→ EXERCISE REQUIREMENTS
Report how many lines in the rows below contain the string "positive", treating uppercase and lowercase as different, and give only that number.

TASK MATERIAL section start

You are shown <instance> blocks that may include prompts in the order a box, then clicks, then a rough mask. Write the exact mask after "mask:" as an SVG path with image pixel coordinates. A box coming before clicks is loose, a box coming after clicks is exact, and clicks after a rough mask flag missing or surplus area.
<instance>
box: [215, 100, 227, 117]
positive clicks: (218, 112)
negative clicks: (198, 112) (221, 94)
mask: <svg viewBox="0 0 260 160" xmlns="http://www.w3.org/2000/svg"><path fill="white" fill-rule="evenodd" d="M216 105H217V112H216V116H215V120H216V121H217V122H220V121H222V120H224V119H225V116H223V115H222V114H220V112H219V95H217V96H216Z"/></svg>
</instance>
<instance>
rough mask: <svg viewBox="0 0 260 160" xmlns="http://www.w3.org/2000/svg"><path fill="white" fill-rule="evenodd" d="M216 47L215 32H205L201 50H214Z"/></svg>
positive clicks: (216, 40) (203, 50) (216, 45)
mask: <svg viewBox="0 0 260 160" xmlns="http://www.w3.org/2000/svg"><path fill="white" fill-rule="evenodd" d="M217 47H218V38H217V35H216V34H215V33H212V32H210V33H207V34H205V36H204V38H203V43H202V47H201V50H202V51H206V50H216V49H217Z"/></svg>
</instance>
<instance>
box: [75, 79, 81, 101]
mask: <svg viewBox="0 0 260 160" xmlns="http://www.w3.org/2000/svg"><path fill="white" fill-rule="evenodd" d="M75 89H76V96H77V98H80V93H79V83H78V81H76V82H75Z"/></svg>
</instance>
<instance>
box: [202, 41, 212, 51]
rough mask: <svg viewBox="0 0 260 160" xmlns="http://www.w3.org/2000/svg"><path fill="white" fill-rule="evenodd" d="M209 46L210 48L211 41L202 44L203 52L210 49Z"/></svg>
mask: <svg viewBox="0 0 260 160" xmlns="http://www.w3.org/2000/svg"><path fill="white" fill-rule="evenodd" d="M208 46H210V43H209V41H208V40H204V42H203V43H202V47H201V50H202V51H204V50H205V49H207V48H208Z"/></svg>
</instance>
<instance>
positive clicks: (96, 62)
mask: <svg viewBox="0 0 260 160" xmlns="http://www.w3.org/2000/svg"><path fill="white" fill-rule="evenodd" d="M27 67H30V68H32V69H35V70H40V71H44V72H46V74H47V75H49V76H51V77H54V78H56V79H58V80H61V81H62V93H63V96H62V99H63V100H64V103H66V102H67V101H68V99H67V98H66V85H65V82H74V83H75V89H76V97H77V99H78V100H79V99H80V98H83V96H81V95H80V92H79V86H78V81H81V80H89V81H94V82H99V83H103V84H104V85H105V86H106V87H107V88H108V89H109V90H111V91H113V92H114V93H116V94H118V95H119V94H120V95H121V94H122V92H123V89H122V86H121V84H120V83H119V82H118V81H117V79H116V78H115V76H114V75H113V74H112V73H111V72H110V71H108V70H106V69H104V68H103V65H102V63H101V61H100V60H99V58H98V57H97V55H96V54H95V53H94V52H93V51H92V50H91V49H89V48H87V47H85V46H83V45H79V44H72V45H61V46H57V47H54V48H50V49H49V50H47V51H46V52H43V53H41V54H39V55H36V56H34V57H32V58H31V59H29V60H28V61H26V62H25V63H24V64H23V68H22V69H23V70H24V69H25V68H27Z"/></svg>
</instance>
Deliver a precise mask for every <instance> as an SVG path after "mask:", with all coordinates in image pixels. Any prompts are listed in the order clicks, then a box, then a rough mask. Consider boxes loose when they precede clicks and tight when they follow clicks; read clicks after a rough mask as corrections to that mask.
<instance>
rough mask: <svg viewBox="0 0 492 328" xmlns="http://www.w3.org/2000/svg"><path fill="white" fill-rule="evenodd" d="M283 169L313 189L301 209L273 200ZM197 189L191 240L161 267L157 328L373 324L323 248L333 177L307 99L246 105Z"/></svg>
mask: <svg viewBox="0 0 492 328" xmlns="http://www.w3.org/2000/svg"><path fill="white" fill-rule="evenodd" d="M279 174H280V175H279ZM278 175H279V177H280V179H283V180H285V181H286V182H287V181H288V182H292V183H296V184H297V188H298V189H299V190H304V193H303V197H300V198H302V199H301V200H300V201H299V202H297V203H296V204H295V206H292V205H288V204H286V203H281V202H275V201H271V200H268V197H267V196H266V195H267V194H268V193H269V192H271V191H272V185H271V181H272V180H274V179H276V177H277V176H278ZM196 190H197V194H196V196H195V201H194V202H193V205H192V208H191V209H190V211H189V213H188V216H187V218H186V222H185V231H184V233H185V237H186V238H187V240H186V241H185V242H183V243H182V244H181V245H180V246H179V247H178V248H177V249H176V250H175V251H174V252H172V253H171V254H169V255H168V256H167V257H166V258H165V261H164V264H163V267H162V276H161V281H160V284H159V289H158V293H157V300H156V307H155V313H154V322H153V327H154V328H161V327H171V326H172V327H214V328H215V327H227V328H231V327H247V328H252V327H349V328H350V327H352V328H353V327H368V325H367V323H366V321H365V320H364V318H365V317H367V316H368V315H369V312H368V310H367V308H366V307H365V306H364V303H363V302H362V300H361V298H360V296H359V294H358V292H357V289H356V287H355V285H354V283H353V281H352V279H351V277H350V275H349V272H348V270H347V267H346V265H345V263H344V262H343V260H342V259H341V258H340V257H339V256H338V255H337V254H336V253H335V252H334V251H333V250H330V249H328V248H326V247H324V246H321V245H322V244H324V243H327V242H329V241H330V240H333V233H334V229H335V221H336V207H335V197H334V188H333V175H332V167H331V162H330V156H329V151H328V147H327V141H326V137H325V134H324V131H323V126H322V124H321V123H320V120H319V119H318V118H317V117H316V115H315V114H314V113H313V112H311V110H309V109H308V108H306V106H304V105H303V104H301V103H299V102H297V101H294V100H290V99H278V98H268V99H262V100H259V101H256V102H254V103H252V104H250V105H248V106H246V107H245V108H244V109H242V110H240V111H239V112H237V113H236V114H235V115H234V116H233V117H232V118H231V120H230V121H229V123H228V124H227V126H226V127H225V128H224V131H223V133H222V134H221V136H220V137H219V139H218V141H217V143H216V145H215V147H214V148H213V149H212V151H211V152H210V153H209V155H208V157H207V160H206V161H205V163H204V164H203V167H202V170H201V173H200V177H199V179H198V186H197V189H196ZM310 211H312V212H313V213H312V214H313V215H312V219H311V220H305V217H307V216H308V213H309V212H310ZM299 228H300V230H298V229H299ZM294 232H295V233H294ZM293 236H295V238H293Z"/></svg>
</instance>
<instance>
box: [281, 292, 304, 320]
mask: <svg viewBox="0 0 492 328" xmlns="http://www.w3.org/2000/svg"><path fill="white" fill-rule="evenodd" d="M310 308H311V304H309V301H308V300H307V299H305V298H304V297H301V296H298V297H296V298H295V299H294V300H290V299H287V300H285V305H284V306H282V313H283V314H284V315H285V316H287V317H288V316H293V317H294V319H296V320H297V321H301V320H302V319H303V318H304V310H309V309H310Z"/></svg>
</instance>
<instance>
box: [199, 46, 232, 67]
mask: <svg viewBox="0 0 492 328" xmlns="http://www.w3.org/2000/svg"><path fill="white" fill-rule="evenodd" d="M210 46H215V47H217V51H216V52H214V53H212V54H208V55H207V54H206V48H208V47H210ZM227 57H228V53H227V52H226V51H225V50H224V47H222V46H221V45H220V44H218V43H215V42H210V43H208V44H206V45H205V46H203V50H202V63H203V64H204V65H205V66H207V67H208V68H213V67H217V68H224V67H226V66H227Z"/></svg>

TASK MATERIAL section end

→ EXERCISE ANSWER
3